Written problem
Collect every line in the records below that contains the string "patch".

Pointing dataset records
____

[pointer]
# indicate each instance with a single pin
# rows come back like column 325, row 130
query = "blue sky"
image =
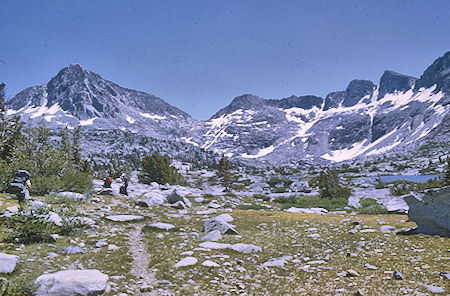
column 199, row 55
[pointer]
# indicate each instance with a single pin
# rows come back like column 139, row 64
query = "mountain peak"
column 438, row 73
column 392, row 81
column 356, row 90
column 245, row 101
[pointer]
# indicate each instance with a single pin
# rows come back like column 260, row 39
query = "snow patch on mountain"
column 261, row 152
column 88, row 121
column 153, row 116
column 130, row 119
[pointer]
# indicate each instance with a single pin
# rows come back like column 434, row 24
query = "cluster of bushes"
column 53, row 165
column 157, row 168
column 370, row 206
column 29, row 228
column 330, row 185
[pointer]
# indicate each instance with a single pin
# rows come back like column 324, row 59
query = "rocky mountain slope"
column 365, row 119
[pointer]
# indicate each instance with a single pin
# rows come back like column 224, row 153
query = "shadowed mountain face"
column 362, row 120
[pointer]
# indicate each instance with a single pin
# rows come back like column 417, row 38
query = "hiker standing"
column 107, row 183
column 123, row 188
column 20, row 186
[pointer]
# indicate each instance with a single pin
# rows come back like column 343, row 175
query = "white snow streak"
column 153, row 116
column 88, row 121
column 261, row 152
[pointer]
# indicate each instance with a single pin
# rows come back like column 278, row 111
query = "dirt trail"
column 146, row 278
column 141, row 258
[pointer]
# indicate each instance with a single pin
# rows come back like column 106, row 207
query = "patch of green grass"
column 331, row 204
column 371, row 207
column 287, row 234
column 251, row 207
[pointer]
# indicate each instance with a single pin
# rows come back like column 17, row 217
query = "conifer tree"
column 224, row 172
column 9, row 128
column 157, row 168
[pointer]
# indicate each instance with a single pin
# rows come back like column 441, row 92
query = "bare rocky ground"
column 292, row 253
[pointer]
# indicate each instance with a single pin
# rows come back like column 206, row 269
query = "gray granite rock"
column 431, row 212
column 8, row 262
column 87, row 282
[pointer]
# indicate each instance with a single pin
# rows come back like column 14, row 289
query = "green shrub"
column 371, row 207
column 22, row 286
column 27, row 228
column 75, row 181
column 157, row 168
column 291, row 199
column 330, row 186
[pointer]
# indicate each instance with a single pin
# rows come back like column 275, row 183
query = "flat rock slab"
column 214, row 245
column 8, row 262
column 163, row 226
column 431, row 212
column 124, row 218
column 245, row 248
column 72, row 195
column 319, row 211
column 72, row 282
column 275, row 262
column 186, row 262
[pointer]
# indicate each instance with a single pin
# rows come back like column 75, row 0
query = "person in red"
column 107, row 183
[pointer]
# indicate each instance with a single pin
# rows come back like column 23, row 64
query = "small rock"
column 351, row 273
column 370, row 266
column 3, row 285
column 434, row 289
column 8, row 262
column 141, row 203
column 199, row 199
column 72, row 250
column 72, row 282
column 124, row 218
column 245, row 248
column 163, row 226
column 214, row 245
column 146, row 288
column 113, row 247
column 78, row 197
column 445, row 274
column 398, row 275
column 209, row 263
column 100, row 243
column 212, row 236
column 178, row 205
column 387, row 228
column 275, row 262
column 186, row 262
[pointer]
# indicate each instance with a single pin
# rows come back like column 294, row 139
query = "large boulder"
column 8, row 262
column 153, row 198
column 175, row 197
column 72, row 282
column 74, row 196
column 431, row 212
column 219, row 223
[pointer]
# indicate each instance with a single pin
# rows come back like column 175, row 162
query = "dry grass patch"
column 303, row 238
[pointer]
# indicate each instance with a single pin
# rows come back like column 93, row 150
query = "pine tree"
column 447, row 173
column 224, row 172
column 157, row 168
column 9, row 128
column 76, row 145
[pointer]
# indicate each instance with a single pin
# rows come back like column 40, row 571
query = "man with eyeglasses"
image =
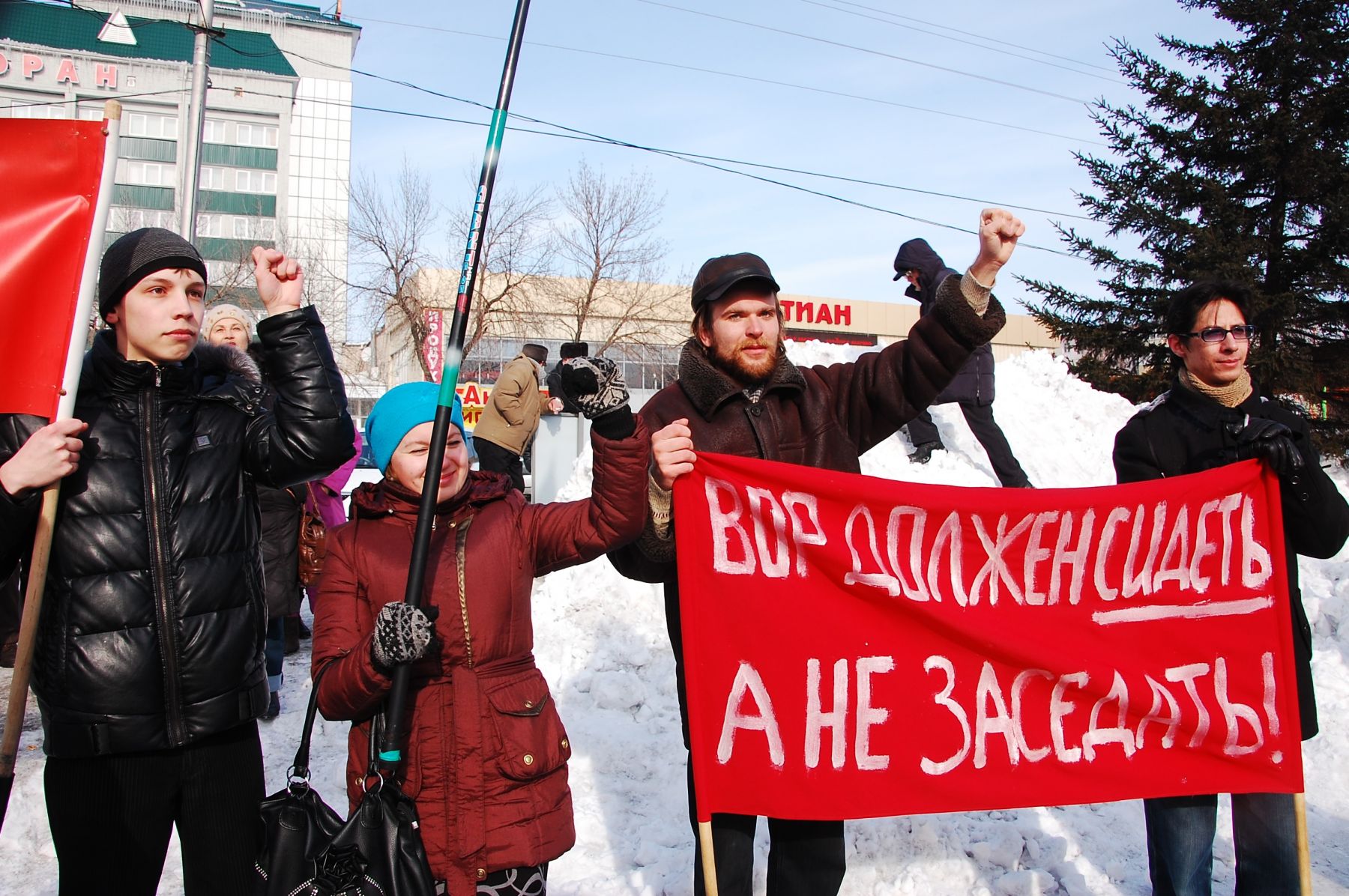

____

Solution
query = "snow patch on mountain"
query = "patch of green grass"
query = "dry grass patch"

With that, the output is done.